### REQUIRED WORK
Across all entries below, how many lines include "swimsuit"? Only the number, please.

### RECORDED DATA

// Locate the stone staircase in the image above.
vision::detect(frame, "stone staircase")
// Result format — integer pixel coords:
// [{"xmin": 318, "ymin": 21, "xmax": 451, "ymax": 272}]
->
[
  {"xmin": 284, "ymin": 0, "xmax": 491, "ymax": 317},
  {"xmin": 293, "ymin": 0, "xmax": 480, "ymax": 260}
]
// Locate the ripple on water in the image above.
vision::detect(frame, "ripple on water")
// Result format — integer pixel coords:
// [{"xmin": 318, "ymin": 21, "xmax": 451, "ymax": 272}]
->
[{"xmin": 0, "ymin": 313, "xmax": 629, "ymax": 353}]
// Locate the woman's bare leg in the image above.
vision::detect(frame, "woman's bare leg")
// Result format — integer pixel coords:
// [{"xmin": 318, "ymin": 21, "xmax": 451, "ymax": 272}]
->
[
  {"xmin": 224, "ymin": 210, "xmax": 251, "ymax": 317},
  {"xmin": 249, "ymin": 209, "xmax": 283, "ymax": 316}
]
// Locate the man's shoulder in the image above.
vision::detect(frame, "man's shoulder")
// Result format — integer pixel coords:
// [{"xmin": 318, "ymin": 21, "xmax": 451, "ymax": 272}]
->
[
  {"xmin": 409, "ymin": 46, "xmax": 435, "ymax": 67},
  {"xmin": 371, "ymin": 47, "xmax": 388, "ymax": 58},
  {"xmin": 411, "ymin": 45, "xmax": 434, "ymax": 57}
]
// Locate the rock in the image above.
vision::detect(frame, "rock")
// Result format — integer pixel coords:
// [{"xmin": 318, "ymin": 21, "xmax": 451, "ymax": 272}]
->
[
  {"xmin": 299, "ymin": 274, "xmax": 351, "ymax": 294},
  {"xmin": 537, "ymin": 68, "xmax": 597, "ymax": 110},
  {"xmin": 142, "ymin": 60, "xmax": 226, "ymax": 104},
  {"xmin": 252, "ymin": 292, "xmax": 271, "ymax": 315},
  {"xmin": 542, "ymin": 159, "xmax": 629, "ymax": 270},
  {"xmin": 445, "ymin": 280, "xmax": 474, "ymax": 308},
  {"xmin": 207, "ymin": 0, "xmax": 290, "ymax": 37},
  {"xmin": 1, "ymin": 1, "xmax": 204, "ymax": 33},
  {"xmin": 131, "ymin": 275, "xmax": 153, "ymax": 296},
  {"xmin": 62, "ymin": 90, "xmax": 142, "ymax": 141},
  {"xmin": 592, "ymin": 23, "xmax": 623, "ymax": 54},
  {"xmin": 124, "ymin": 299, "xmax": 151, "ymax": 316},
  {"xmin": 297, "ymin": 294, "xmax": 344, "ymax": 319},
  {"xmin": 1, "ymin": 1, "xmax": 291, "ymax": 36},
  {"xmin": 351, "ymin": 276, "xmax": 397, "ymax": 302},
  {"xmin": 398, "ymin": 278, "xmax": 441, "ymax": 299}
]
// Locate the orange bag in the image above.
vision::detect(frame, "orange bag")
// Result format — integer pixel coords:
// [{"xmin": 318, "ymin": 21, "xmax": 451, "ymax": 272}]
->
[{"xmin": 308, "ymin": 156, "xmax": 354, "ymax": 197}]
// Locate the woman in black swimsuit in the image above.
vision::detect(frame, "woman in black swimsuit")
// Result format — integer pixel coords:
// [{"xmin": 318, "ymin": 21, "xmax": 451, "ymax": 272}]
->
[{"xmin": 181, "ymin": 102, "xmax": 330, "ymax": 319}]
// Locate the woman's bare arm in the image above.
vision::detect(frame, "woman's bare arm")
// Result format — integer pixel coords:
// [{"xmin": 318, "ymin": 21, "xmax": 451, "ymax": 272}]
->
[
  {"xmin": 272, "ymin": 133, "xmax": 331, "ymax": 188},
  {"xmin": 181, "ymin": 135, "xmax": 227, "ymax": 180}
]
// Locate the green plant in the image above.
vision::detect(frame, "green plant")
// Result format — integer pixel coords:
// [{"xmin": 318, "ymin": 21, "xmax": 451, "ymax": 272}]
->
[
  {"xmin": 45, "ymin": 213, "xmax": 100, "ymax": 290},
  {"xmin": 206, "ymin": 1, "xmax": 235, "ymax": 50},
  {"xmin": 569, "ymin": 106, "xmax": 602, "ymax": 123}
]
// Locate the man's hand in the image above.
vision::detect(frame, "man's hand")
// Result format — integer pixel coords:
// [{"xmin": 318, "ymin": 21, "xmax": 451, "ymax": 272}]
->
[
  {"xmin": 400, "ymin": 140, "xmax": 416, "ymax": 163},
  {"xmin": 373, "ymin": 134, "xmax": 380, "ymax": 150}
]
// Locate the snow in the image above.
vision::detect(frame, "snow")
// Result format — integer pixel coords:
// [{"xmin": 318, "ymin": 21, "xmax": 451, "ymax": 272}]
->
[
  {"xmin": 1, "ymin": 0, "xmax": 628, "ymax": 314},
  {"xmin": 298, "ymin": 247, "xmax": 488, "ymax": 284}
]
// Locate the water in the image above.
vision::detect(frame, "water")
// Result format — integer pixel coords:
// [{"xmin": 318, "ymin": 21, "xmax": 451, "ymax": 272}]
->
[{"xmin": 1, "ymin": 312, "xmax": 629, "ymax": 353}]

### REPLY TO THE EXERCISE
2